§ Requirement 1
Answer these questions from the market commentary:
(a) What efficacy did the BioNTech/Pfizer vaccine candidate reach?
(b) By how much did western stock markets rise on the day of the vaccine news?
(c) Which regions led the weekly investment return tables?
§ Requirement 2
Rewrite the part of the market commentary between "The stock market" and "lives after all.", inclusive, substituting "shift" for "rotation".
§ Requirement 3
State whether each statement agrees with the market commentary, and quote the words that decide it:
(a) This week's market action followed the same pattern as the recovery rally from late March.
(b) The US tech giants lost ground on the vaccine news.
(c) Sterling weakened over the week.

§ Provided text
____________

Investors have enjoyed another very good week. Optimism had already returned the previous week, with the US election eventually delivering a clear verdict. This week then brought the news that literally everybody had been waiting and hoping for, and which we had portrayed as probable in our ‘optimistic case’ forward-look on these pages two weeks ago. The news on Monday that the BioNTech/Pfizer vaccine candidate had not only generated immunity against the virus, but also at an astounding efficacy of over 90% had stock markets switch from optimism to practical euphoria.
Stock markets around the western world jolted upwards by 5-8% on the day, which saw them not only erasing the declines of late October, but in most cases also returning to previous highs from the summer. Compared to the pattern of the recovery rally from late March, the market action this week was distinctly different. Those sectors and companies that had been hardest hit over 2020 by the risk that vaccines may never offer a remedy to the COVID-19 virus (‘lockdown losers’) rallied most. On the other hand, the ‘virus victors’ of the lockdown economy – especially the US tech giants – lost ground on the news. This also found its reflection in regional return differences with Europe and especially the UK for the first time in a long while leading the weekly investment return tables by a considerable margin.
This specific market reaction informs us that the reversal of regional leadership away from the US was not driven by any political frictions caused by the sitting US President’s personal refusal to concede any form of defeat. This is especially so, given there were similar frictions domestically, as the UK approached and passed another one of its Brexit deadlines. With a trade deal in touching distance, but most certainly requiring some form of compromise, the departure from 10 Downing Street of two of Boris Johnson’s closest and most dogmatic Brexit campaign allies is a notable development and signals that change is in the air. This augurs well for the last phase of (now yet again extended) trade negotiations, and sterling’s strength over the week tells us that markets believe a deal is close.
The stock market rotation in favour of the ‘lockdown losers’ seems imminently rational if the arrival of vaccines – of which the western world appears to have secured plenty to go around (see table below from Deutsche Bank researchers) – offers the prospect that we will be able to return to our pre-pandemic lives after all.

____________

(Collection entries)
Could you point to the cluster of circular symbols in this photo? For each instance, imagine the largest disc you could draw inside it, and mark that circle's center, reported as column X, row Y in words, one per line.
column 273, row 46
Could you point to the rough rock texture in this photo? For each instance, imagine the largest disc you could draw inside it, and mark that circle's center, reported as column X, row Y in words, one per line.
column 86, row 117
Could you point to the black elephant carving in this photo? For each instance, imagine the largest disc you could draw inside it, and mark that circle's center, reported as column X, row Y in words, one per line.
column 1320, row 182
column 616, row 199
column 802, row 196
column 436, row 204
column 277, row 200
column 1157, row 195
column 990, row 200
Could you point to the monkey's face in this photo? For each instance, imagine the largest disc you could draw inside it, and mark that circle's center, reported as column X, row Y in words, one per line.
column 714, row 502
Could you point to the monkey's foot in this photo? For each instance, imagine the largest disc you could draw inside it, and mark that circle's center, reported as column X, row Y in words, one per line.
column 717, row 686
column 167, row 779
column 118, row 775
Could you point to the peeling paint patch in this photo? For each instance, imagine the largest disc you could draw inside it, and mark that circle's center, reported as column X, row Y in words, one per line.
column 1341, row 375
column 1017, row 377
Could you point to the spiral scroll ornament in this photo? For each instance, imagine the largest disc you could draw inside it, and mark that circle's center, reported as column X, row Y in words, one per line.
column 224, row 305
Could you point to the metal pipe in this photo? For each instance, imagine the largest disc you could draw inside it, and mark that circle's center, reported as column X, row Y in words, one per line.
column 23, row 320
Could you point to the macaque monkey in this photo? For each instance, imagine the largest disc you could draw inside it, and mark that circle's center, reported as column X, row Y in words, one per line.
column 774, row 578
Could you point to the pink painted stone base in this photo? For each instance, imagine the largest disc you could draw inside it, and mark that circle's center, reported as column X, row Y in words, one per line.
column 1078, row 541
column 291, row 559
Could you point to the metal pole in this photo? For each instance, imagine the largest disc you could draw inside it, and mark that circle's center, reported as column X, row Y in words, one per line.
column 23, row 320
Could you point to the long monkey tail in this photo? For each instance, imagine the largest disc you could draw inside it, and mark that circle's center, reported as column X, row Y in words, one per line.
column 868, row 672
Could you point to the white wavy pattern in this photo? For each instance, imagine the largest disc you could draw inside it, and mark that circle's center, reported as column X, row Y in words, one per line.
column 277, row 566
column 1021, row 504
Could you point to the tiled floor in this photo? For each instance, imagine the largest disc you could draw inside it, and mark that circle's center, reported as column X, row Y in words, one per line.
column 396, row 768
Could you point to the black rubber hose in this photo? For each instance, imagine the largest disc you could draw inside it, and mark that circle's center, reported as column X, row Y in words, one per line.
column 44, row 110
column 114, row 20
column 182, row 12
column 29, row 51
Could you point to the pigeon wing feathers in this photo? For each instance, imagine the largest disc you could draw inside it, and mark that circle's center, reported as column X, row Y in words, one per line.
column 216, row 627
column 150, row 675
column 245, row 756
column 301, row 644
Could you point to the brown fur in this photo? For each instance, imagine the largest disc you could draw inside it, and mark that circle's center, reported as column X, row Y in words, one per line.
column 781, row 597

____________

§ Solution 1
(a) Over 90%.
(b) By 5-8%.
(c) Europe and especially the UK.

§ Solution 2
The stock market shift in favour of the ‘lockdown losers’ seems imminently rational if the arrival of vaccines – of which the western world appears to have secured plenty to go around (see table below from Deutsche Bank researchers) – offers the prospect that we will be able to return to our pre-pandemic lives after all.

§ Solution 3
(a) No: "Compared to the pattern of the recovery rally from late March, the market action this week was distinctly different."
(b) Yes: "the ‘virus victors’ of the lockdown economy – especially the US tech giants – lost ground on the news."
(c) No: "sterling’s strength over the week tells us that markets believe a deal is close."